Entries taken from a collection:
§

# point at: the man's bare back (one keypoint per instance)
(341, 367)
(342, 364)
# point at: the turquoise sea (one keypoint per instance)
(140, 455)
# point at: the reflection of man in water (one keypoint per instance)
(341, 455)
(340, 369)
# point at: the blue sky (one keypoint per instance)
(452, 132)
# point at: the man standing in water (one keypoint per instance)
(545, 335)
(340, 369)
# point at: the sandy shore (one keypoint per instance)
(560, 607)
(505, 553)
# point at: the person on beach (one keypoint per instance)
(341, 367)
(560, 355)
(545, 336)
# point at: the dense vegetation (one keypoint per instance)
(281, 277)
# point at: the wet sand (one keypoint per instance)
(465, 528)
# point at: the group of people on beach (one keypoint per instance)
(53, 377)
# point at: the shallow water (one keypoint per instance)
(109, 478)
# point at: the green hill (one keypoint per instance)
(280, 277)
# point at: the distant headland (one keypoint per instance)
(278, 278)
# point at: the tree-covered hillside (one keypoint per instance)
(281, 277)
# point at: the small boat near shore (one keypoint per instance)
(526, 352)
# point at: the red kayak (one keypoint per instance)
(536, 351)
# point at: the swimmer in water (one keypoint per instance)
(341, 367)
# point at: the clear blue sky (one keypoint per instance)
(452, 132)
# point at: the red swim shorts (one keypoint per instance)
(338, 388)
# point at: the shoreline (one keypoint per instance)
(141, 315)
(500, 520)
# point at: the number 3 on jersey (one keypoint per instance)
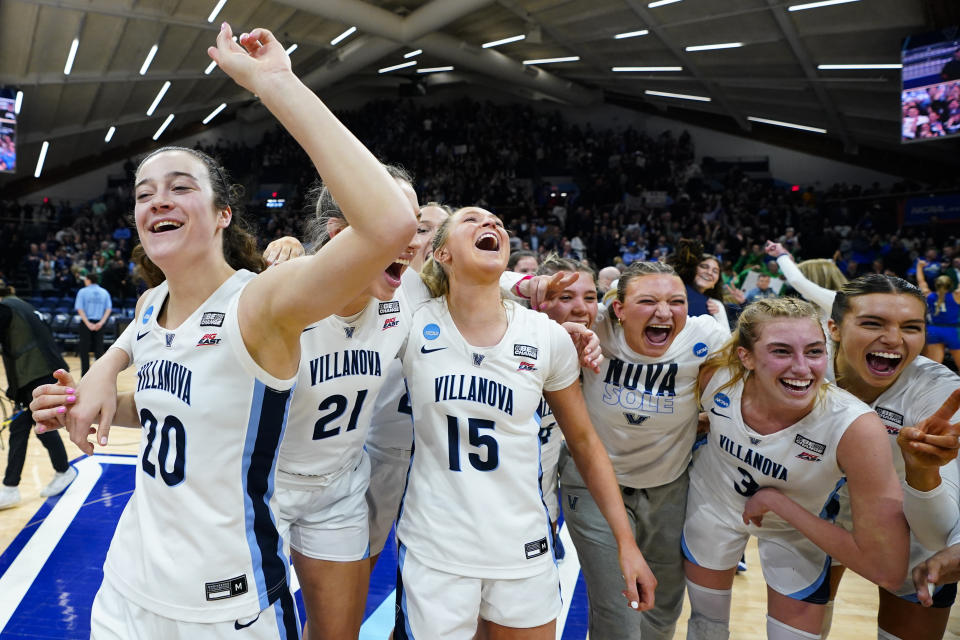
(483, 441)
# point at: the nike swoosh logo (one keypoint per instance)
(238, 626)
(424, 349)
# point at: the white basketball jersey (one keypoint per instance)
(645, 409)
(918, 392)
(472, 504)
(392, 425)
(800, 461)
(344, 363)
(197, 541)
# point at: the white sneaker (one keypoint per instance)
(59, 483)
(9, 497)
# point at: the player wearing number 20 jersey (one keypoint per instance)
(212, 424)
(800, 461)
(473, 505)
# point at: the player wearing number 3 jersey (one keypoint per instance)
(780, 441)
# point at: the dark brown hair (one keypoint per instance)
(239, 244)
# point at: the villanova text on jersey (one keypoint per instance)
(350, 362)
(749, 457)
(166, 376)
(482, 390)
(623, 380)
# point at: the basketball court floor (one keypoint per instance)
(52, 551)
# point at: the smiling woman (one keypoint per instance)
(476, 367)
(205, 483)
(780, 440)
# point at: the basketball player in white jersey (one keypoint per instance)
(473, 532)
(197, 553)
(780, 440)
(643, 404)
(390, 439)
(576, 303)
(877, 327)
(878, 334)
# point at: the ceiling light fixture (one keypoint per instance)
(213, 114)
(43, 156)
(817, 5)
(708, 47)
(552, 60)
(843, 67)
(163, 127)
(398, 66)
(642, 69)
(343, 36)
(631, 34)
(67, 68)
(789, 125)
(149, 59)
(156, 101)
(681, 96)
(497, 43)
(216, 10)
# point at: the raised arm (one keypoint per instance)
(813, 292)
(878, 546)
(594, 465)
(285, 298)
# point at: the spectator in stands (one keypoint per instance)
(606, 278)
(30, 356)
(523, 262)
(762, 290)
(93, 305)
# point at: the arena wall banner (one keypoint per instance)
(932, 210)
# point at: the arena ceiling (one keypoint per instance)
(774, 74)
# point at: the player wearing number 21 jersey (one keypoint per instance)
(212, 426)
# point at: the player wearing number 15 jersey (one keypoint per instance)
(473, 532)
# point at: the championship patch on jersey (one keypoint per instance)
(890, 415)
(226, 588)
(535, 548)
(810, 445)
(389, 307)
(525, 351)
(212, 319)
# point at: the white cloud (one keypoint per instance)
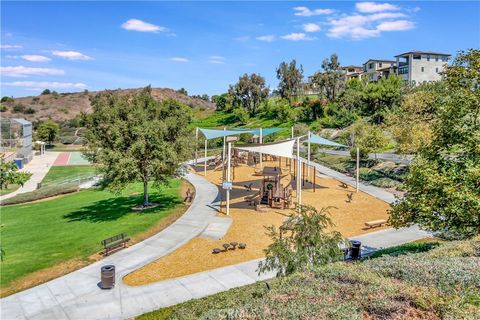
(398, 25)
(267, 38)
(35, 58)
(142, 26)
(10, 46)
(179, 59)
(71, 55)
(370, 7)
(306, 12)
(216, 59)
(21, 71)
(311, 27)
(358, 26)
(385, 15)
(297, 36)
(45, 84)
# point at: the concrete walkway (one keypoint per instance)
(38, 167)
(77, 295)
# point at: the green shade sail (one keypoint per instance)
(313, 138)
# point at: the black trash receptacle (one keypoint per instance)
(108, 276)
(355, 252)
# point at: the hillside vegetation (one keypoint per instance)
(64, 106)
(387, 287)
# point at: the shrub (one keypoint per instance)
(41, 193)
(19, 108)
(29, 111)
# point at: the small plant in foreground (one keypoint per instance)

§

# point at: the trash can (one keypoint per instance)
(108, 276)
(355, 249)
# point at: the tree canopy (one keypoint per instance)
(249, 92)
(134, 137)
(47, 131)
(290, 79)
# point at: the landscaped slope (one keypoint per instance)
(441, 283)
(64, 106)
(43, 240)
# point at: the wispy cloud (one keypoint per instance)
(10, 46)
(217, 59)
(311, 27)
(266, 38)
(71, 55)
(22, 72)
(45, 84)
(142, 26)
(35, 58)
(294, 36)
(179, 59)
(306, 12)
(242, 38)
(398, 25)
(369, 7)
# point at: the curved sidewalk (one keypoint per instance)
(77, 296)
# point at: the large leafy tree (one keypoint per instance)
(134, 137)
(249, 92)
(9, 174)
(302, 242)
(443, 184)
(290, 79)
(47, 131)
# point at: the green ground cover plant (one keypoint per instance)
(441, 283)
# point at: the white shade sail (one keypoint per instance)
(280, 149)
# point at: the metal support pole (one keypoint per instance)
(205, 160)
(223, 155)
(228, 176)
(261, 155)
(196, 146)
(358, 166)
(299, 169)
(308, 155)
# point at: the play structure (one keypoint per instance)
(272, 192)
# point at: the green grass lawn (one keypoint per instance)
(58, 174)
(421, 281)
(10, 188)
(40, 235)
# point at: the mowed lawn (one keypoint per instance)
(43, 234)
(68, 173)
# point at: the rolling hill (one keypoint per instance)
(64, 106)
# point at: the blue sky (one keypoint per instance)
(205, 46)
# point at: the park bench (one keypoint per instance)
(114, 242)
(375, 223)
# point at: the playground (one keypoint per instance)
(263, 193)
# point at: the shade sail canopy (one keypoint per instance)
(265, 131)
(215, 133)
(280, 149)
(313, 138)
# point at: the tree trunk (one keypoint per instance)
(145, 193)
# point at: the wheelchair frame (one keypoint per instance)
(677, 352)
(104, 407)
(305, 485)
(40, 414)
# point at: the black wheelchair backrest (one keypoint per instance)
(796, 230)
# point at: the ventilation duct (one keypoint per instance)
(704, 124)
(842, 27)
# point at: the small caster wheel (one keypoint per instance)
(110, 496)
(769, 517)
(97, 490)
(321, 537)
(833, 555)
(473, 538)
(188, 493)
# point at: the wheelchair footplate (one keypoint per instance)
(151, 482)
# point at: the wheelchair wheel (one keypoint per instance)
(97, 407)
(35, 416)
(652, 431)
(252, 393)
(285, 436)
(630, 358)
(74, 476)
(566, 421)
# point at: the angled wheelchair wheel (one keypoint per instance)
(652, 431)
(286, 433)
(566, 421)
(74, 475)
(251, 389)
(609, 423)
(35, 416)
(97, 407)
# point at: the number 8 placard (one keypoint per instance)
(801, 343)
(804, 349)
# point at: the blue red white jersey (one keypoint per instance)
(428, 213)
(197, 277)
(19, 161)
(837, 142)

§

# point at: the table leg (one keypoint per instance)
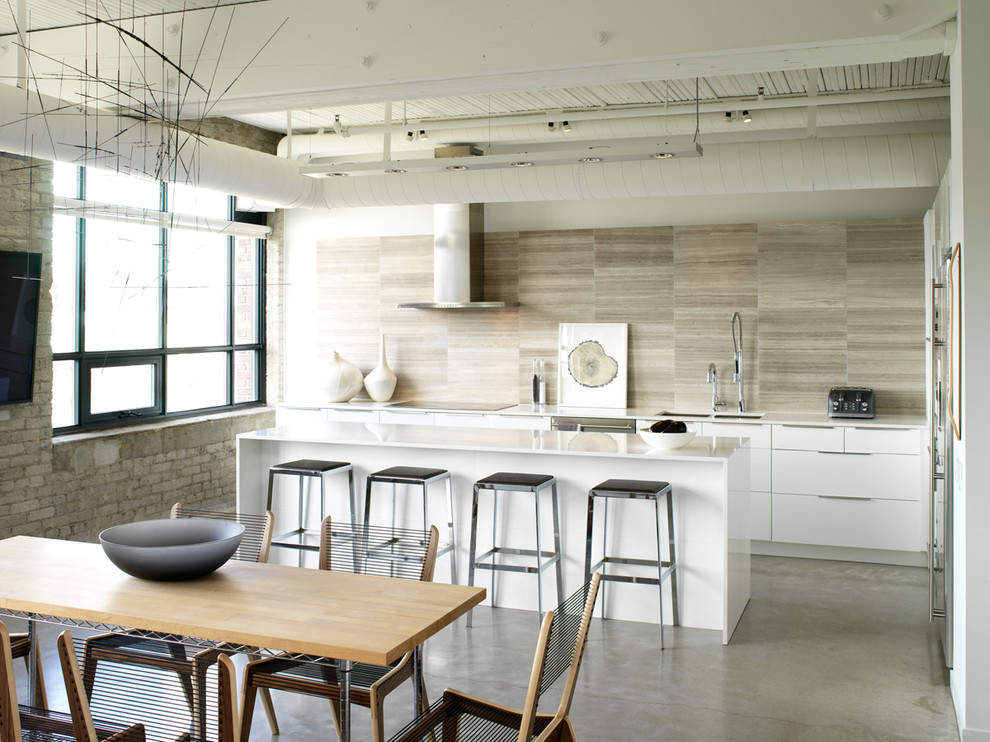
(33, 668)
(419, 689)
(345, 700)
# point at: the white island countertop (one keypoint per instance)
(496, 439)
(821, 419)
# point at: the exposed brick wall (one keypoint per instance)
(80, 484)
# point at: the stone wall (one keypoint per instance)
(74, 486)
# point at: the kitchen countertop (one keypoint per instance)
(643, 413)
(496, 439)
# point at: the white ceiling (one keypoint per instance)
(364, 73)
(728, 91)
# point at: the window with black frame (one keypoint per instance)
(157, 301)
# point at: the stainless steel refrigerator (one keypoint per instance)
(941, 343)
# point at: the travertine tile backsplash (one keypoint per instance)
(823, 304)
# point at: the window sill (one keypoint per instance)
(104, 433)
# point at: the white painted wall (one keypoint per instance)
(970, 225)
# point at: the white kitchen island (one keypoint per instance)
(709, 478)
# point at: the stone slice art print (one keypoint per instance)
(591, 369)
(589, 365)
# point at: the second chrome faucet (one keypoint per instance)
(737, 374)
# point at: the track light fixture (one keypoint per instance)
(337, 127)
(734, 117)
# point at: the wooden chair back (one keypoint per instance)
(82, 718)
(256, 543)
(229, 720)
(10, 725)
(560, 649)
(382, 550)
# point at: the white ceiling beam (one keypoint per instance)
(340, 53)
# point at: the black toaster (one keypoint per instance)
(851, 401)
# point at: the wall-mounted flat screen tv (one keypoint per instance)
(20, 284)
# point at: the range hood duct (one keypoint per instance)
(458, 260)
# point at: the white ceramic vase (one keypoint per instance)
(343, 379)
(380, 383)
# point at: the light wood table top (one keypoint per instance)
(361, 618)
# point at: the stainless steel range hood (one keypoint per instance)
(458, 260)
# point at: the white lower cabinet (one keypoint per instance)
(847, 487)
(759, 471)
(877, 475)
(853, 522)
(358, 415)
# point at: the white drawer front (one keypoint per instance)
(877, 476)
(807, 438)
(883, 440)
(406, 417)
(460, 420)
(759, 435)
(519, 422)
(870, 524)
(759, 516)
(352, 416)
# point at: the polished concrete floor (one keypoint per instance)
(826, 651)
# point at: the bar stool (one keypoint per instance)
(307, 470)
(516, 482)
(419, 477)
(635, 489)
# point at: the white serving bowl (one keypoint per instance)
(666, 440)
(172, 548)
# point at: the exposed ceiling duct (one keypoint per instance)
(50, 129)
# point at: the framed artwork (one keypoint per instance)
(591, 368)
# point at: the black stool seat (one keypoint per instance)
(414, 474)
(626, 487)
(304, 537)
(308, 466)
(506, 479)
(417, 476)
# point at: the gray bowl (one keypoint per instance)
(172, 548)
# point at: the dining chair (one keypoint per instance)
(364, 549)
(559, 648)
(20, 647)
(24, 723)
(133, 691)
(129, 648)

§

TASK DIRECTIONS.
All that belongs in the answer is the run of lines above from the line containing "# point at: the black trash" through the line containing "# point at: the small plant", exactly as written.

RESPONSE TO THIS EXERCISE.
# point at: the black trash receptacle (one keypoint per instance)
(108, 276)
(355, 252)
# point at: the hillside vegetation (one keypoint per instance)
(64, 106)
(387, 287)
# point at: the shrub (one keypoint per instance)
(41, 193)
(19, 108)
(29, 111)
# point at: the small plant in foreground (one keypoint per instance)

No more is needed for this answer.